*Problem to work on*
Collect every line of the material below that contains the word "wooden", and copy each such line in full.

*Records provided*

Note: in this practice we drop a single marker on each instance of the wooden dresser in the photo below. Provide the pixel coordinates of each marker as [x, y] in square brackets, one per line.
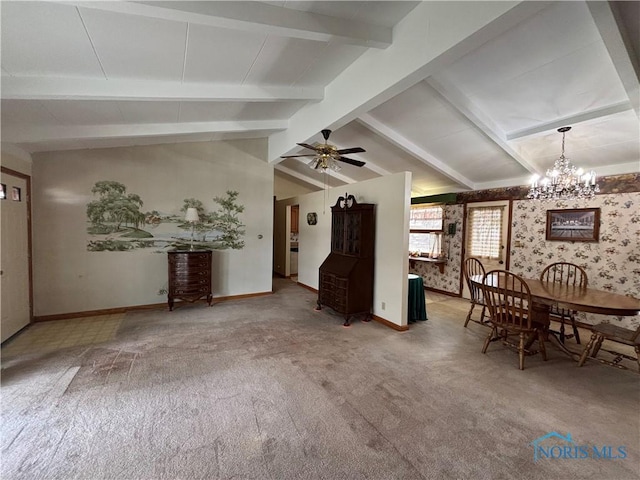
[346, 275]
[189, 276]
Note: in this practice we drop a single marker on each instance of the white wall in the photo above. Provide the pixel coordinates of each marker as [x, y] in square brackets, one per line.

==

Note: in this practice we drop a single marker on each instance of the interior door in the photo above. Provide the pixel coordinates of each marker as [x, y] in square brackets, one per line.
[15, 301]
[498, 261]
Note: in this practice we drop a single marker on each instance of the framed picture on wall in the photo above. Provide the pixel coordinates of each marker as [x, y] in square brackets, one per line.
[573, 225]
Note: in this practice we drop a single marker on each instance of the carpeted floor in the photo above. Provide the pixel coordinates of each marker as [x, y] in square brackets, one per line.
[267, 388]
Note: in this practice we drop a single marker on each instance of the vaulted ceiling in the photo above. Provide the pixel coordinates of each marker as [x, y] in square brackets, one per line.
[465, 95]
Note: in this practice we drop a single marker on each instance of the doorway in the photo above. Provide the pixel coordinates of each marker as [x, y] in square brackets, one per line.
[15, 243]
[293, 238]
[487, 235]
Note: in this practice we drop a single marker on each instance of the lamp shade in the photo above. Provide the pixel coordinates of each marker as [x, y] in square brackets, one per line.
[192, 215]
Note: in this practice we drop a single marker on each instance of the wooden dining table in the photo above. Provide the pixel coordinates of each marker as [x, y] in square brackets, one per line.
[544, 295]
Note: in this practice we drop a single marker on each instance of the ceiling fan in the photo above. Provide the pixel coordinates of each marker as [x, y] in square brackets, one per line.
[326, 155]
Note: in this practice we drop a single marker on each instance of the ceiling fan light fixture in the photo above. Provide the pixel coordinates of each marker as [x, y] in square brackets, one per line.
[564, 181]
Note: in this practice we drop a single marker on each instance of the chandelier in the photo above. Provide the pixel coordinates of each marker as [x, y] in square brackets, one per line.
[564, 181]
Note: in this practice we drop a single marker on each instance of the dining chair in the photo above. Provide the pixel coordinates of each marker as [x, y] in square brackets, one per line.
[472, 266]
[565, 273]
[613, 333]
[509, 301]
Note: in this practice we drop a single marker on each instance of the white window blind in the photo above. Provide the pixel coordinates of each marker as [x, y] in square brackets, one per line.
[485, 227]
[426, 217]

*Completed exercise*
Note: in this practice we drop a single marker on each instance of the wooden dresser in the photo below. Provide the pixel coordinates of each marker as [x, y] in square brackets, one per line.
Note: in this practice we drop a single marker on each instance of the wooden dining table in the photo above. Provide the pixel coordinates of each marker as [x, y] in square brackets, one per line.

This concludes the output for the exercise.